Each line below must be reproduced exactly.
===
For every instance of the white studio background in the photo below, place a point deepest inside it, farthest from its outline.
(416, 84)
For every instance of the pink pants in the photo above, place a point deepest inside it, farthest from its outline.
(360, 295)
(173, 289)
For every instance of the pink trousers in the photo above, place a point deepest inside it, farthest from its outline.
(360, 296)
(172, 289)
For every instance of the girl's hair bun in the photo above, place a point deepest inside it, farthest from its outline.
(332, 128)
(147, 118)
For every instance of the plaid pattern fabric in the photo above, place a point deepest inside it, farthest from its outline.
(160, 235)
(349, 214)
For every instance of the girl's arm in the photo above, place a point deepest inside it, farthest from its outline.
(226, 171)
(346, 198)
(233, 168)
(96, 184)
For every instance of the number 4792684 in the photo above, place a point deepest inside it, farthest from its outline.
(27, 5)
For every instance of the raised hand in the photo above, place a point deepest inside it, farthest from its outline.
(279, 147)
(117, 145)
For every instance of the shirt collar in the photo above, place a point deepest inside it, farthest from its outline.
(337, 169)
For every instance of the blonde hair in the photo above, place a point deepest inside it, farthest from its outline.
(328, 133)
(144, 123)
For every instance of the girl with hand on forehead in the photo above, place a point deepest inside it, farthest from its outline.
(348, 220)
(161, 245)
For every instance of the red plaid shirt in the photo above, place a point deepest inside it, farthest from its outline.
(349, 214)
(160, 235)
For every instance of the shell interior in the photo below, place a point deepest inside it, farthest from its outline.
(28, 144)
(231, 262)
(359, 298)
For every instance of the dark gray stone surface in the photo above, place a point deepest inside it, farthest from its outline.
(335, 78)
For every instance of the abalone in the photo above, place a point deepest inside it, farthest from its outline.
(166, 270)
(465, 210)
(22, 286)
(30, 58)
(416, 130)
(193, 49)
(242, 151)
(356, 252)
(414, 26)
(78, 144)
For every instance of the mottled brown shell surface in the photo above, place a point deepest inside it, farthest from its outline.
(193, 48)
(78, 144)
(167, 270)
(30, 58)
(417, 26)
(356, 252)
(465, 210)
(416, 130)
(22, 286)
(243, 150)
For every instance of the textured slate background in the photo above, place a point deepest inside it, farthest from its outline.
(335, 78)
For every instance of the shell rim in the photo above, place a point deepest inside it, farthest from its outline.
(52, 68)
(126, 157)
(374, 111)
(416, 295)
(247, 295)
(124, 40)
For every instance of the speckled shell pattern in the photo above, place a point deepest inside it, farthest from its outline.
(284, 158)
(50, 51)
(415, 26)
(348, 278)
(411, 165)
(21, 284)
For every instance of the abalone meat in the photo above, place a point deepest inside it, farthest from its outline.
===
ANSWER:
For every instance of the white studio background in the photo below, place a point deepest inside it, farthest from its outline.
(416, 84)
For every instance of the pink pants in the photo above, place a point deepest inside it, farthest from its outline.
(360, 295)
(173, 289)
For every instance of the pink trousers in the photo above, place a point deepest inside it, farthest from its outline.
(360, 296)
(172, 289)
For every instance of the girl's hair bun in the photo above, place a point deepest inside it, farthest from its outline.
(332, 128)
(147, 118)
For every instance of the plaid pattern fabric in the photo above, place a point deepest inside it, farthest from its outline.
(160, 235)
(349, 214)
For every instance of the girl's arm in the photo above, place a point deepest inside it, farthest from its outline.
(226, 171)
(346, 198)
(233, 168)
(96, 184)
For every instance of the number 4792684 in the photo above, place a point deepest inside it, farthest from its outline.
(27, 5)
For every instance of the raised hand in the photo above, place a point deepest inside it, farthest from its outline.
(279, 147)
(117, 145)
For every instance of the shirt collar in the photo above, place a point deepest inside it, farthest from its outline.
(337, 169)
For every instance of the blonde hair in the photo above, place a point deepest inside it, farthest from its outline.
(328, 133)
(144, 123)
For every instance of the girl with hand on forehead in the photo above, place a point deepest inside it, farthest from its outline.
(348, 220)
(161, 245)
For every instance of the red plaid shirt in the photo above, place a point deepest inside it, farthest from its outline.
(349, 214)
(160, 235)
For every instance of the shell interior in the photo below, place a point deepest inside it, farthest from its outline.
(28, 144)
(231, 262)
(359, 298)
For every instance of the dark gray stone surface in the photo above, place a point deepest inside it, farthest from its outline.
(335, 78)
For every instance of the abalone in the photo above, place a point deepest inside it, farthest from its outline.
(166, 270)
(465, 210)
(22, 286)
(30, 58)
(416, 130)
(193, 49)
(242, 151)
(356, 252)
(414, 26)
(78, 144)
For every instance of the mottled brown shell surface in the photo above, place a point deepest inside it, farthest from its outline.
(193, 48)
(78, 144)
(167, 270)
(30, 58)
(417, 26)
(356, 252)
(465, 210)
(416, 130)
(22, 286)
(243, 150)
For every instance of the textured slate background in the photo above, place a point deepest inside it, farthest from its outline.
(335, 78)
For every instance of the shell rim in the photo above, place a point deepest inside it, farthest from its outline.
(52, 68)
(126, 157)
(374, 111)
(416, 295)
(247, 295)
(124, 40)
For every instance of the speckled shell pattern in the photo above, place a point deepest inside it, farthest from its outline.
(284, 158)
(50, 51)
(415, 26)
(348, 278)
(411, 165)
(21, 284)
For every instance of the abalone meat in the photo above, place a point deepest inside it, farthest from its outline.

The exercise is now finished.